** WHAT IS BEING ASKED **
Answer these from the forum thread:
(a) How many years of friendship came before the first reply's writer walked away from a regular friend?
(b) At what time did the man's last text message say he would be there?
(c) After sleeping on it, what does squeekers decide she will still do for the cat?

--- Start TEXT SHOWN ---

As others have said, the FWB thing never works out that well. I have never heard of it succeeding, just because when you are spending that much time with each other and sharing so much with each other, being so intimate, well... it does stuff psychologically and to your heart.

However, I will say I think you should have the talk with the guy. Sit down, discuss, etc. And then take the conversation to some trusted friends who you know will give you the truth (or strangers online, anonymity + brutal honesty sometimes works), and get their opinion on whether you should continue the friendship or not. But definitely tell him about cutting off the WB part for your own sanity, tell him how you feel taken advantage of because he doesn't thank you for all this vet help, etc. Communication is key. Since he does do outside stuff with you it might be fine, but it also might be a friendship that is just adding stress to your life. I recently walked away from a regular friend because the drama she was adding and the games she started to play after 4 years of friendship were not helping my state of mind.

Sometimes, friendships are meant to end. But definitely communicate to him why you are bothered, about everything, and see how he reacts. This will determine whether he is worth maintaining contact with.

But definitely spay this cat, but tell him that you cannot do it anymore during the talk.


----------



## squeekers (Jun 17, 2009)

Well I have had a night to sleep on it. I do see how its not the cats fault and I shouldnt let her suffer because of something her owner has done. So I will still be getting her spayed.

I am going to speak to him today if he ever shows up (his last text message was " I said I would be there at 3" so I dunno if he will show up or not. I will have a chat with him and the benefits part will stop today. If he doesnt stick around then I know hes not a real friend.

--- End TEXT SHOWN ---
--- Start INFORMATION SHOWN ---

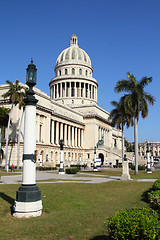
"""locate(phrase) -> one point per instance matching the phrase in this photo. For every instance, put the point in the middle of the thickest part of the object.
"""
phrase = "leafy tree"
(119, 116)
(129, 146)
(15, 95)
(3, 122)
(136, 101)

--- End INFORMATION SHOWN ---

** CORRECT OUTPUT **
(a) 4 years
(b) 3
(c) Get her spayed